Object position labeling entries
########

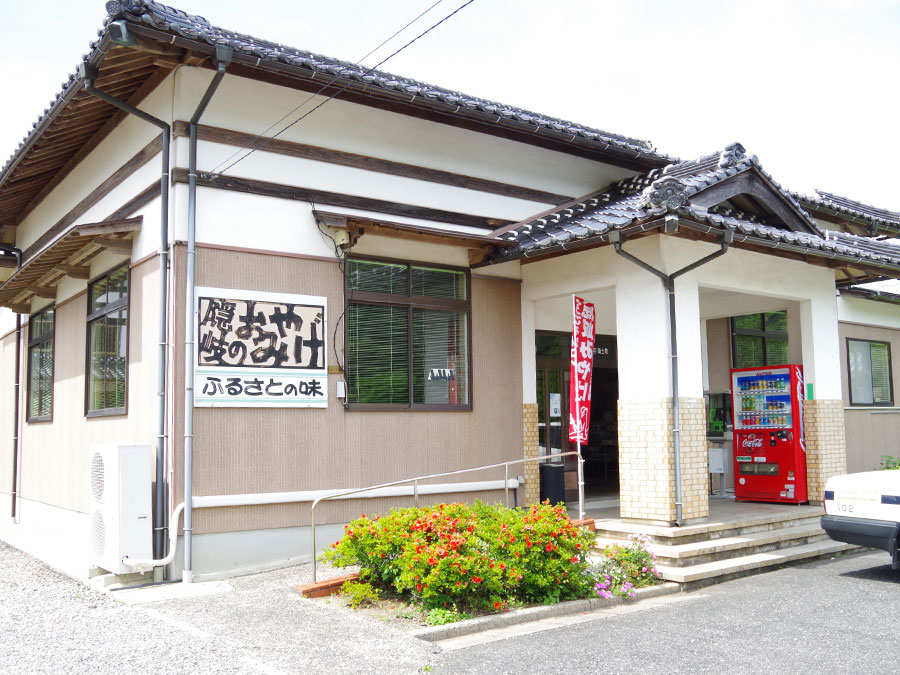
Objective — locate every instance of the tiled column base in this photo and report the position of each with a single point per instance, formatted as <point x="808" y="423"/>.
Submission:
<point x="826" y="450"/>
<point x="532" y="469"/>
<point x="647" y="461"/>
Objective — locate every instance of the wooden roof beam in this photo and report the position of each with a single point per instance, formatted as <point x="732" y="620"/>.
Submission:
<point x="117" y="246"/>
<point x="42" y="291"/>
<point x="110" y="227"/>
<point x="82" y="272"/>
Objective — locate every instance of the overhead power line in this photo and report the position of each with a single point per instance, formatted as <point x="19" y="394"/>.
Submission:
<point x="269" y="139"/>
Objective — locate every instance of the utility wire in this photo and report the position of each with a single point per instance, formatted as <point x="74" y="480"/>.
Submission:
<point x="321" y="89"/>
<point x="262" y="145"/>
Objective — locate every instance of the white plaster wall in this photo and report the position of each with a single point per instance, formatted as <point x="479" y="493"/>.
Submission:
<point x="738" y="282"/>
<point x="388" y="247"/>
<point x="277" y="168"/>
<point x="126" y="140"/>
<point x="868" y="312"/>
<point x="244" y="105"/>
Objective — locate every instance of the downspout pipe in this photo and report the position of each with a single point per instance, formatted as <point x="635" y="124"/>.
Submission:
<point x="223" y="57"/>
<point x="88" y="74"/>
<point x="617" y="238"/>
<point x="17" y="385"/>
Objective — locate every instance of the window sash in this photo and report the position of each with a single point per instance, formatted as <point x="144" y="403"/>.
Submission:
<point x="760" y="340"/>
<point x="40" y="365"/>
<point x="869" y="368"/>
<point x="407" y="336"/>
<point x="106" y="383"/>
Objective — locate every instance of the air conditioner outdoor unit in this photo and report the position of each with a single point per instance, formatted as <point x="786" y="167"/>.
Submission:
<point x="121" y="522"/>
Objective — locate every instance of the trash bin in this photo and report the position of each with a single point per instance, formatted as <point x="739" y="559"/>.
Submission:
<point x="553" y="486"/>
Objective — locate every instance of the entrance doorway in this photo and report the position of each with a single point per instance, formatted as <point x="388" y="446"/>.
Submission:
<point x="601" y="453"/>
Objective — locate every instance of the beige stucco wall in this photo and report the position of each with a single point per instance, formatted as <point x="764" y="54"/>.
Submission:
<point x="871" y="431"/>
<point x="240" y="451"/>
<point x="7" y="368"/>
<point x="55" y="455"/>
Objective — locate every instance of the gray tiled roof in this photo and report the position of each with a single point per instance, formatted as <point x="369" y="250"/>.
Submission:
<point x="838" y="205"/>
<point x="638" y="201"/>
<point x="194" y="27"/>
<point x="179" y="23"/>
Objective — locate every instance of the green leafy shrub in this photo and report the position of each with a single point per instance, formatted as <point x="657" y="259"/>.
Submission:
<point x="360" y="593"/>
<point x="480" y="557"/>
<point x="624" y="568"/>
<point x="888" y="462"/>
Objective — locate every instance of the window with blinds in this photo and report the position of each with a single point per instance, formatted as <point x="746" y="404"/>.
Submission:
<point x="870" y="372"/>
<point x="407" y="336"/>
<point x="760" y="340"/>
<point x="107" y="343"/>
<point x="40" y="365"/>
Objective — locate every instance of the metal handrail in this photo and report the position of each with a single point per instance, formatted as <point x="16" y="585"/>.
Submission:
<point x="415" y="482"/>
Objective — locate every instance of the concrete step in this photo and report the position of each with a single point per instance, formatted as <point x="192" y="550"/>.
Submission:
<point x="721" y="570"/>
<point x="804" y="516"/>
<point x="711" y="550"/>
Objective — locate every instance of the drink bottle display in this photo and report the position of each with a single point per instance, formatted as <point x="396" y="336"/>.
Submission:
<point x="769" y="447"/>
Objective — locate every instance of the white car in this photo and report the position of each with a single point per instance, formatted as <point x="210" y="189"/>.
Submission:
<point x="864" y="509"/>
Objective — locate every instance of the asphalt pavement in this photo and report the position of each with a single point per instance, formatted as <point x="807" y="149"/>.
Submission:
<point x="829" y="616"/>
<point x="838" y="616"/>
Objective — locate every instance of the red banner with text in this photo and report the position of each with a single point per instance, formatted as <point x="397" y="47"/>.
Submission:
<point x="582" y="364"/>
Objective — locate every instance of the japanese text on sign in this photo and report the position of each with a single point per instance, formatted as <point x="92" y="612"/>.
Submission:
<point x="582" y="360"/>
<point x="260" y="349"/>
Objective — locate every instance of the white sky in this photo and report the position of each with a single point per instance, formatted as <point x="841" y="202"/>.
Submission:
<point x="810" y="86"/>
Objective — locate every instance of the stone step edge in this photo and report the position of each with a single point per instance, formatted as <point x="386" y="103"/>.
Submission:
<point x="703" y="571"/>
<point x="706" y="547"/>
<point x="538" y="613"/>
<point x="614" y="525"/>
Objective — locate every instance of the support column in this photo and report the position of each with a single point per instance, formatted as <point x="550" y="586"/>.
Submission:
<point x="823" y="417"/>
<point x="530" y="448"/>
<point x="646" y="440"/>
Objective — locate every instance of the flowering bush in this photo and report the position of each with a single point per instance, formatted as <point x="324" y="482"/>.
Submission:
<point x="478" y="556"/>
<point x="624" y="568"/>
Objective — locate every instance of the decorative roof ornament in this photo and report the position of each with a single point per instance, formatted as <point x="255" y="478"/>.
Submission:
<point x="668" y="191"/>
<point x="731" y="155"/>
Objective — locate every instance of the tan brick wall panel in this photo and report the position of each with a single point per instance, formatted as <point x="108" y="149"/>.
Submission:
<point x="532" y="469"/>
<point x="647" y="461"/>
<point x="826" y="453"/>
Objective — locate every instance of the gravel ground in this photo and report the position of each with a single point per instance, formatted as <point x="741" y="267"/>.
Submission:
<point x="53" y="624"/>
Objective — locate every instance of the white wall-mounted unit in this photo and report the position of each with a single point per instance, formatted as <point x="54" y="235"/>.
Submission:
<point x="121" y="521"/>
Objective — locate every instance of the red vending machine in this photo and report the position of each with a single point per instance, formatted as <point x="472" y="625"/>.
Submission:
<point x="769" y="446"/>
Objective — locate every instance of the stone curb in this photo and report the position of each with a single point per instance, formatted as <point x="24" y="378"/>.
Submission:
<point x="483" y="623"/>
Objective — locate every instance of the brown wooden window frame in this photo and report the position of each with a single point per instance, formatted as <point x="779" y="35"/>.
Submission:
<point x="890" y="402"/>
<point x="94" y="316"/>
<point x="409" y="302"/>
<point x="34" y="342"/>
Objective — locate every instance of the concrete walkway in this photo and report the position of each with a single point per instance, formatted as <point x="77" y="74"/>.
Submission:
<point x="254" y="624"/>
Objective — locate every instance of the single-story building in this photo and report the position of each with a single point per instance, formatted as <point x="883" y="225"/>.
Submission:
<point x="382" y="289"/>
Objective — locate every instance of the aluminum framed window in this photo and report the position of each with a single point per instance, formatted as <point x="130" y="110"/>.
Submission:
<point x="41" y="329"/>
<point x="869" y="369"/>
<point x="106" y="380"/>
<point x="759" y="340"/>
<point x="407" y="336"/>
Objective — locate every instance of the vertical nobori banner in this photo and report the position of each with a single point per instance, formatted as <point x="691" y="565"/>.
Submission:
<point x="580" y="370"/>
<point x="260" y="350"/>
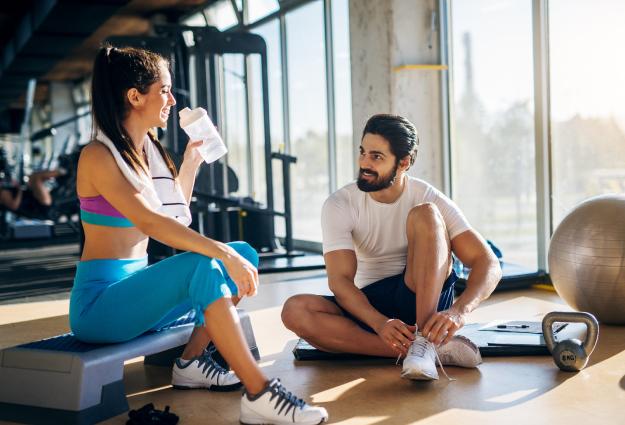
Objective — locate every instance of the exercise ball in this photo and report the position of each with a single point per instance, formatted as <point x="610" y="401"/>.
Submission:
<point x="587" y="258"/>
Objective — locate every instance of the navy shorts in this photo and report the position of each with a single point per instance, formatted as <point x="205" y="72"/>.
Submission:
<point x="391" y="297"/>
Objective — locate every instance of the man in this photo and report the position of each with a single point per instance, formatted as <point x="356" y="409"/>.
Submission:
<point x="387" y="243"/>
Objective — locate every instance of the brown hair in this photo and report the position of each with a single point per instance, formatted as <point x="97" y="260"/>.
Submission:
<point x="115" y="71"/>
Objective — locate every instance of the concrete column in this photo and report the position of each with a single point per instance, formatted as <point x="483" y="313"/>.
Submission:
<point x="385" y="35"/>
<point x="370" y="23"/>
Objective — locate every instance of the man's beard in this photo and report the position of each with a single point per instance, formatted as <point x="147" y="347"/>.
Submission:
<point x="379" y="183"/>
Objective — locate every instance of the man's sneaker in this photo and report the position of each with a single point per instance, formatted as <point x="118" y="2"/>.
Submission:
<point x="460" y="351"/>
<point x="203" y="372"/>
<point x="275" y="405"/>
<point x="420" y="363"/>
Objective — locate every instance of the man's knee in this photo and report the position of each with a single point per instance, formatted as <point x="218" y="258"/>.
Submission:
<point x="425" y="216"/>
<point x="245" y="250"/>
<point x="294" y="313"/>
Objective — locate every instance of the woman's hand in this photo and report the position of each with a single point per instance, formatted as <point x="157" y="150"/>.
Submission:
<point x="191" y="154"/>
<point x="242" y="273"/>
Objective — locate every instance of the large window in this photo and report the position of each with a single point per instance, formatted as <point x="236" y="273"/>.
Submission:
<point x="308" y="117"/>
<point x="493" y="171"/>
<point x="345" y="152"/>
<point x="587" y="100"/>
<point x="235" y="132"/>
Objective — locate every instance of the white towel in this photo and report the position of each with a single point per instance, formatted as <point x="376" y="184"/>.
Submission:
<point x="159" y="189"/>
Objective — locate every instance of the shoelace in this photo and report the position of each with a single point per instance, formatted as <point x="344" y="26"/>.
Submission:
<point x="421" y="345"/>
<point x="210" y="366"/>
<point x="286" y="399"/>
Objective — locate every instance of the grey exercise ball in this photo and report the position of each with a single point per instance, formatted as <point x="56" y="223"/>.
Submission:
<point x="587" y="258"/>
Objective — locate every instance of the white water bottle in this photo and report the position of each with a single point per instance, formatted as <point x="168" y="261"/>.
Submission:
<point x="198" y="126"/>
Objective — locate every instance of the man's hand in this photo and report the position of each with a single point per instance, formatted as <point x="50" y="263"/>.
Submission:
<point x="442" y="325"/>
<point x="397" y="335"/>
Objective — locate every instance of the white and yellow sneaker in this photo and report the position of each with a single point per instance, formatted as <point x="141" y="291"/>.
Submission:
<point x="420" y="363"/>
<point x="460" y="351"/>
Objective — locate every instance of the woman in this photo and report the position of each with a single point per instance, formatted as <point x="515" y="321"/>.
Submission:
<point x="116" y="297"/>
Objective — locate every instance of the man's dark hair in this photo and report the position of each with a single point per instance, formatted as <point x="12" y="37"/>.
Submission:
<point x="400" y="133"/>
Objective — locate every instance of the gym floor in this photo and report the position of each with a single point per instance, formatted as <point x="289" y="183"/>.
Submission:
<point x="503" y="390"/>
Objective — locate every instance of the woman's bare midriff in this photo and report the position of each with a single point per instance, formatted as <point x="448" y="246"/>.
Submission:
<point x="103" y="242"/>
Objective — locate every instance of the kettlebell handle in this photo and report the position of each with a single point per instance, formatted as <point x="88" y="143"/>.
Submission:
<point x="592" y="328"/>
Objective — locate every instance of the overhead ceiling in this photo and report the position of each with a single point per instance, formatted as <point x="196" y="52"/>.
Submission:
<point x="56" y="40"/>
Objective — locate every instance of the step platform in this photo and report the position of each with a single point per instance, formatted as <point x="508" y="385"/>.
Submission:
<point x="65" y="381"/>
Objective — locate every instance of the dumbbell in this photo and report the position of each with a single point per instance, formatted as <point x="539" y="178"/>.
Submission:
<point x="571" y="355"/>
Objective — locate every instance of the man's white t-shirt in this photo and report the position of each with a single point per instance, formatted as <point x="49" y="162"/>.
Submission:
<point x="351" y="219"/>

########

YOUR TASK: Repeat, without changes, every line from the one that contains "Objective — locate every instance of the kettlebell" through the final line of the data.

EXERCISE SOLUTION:
Objective — locate every instance of the kettlebell handle in this photo and report the position of each with a single point per instance, formatted as <point x="88" y="143"/>.
Submission:
<point x="592" y="328"/>
Objective — locate every instance of the overhead ceiling in this photo and report the position of each with a single point per instance, formatted as <point x="196" y="52"/>.
Submission:
<point x="56" y="40"/>
Objective — locate every instance of the step platform in this photo and report the position of each with a single point per instance, formatted as <point x="508" y="385"/>.
Submission:
<point x="65" y="381"/>
Objective — locate every instance of the dumbbell in this photo and report the position of each with a single point per instance, formatted as <point x="539" y="178"/>.
Submission:
<point x="571" y="355"/>
Objective — locate every instance of the man's white t-shirt in this photo and report the position of each with a single point per instance, formatted as <point x="49" y="162"/>.
Submission:
<point x="351" y="219"/>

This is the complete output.